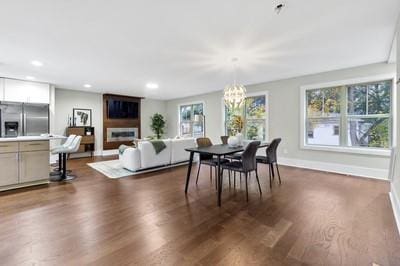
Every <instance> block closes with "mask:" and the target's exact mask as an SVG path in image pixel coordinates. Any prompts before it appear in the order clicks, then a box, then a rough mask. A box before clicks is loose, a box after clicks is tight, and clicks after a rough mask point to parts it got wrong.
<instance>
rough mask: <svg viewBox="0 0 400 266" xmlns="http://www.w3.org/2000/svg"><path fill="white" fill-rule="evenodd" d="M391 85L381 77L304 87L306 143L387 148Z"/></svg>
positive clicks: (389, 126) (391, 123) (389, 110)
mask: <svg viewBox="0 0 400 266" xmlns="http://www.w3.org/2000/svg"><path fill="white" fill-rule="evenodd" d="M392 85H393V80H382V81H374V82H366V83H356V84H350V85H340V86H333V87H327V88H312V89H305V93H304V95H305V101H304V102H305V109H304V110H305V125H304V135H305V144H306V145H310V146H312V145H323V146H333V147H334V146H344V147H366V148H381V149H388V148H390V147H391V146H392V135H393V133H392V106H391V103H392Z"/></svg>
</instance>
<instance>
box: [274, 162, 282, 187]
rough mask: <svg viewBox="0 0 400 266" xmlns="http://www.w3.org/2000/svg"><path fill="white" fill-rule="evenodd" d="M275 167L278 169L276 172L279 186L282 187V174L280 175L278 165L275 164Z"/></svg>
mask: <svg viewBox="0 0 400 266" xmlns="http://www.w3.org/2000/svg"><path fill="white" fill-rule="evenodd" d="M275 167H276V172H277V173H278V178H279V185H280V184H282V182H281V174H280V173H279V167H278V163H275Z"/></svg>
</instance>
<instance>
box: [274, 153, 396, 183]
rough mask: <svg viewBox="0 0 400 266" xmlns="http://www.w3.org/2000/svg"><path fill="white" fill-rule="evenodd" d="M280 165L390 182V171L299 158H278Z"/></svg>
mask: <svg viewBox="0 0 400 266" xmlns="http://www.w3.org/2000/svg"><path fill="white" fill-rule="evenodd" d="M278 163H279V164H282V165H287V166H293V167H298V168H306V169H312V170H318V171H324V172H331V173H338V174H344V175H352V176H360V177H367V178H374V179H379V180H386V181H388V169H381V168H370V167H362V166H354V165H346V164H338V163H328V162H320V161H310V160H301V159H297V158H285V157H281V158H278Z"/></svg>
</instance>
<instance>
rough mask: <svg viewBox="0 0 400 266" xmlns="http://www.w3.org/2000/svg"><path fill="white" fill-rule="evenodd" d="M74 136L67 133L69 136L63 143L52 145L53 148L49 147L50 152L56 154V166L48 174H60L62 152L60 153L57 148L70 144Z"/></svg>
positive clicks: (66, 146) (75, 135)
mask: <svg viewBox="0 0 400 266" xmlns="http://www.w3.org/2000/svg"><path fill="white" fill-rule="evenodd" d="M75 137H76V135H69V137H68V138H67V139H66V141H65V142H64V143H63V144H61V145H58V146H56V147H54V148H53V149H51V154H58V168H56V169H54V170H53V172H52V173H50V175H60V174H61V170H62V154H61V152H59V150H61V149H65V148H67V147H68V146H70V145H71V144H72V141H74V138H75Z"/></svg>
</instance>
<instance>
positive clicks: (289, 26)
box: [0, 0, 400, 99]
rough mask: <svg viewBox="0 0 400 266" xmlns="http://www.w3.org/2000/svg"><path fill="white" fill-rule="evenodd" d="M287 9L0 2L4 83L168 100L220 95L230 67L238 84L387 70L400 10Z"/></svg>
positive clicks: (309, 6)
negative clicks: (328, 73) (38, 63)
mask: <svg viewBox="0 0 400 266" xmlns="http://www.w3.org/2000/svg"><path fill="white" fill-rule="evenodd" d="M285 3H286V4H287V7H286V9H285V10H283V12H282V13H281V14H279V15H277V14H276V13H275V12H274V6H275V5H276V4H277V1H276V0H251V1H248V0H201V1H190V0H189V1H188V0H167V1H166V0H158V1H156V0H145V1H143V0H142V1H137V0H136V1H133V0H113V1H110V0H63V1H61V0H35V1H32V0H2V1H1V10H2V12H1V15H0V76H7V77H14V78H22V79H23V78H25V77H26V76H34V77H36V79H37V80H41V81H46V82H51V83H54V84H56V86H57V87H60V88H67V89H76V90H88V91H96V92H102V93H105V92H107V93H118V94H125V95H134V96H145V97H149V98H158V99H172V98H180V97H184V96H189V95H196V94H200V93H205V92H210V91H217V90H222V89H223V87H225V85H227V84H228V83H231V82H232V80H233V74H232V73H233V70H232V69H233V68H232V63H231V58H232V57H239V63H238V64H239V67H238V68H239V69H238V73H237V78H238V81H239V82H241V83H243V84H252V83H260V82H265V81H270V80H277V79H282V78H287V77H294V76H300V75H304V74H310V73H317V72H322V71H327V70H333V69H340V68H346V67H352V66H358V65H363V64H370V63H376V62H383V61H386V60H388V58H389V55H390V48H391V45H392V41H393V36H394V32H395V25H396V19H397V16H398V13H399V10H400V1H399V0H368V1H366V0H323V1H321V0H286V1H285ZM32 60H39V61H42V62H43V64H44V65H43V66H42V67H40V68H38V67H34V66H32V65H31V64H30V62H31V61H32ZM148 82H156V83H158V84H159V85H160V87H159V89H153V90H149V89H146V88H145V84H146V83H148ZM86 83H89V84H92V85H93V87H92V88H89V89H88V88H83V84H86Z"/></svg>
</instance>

- - - -

**What you will do:**
How many lines in the rows above contain the string "positive", matching case? Give only the number.

**Solution for this exercise:**
4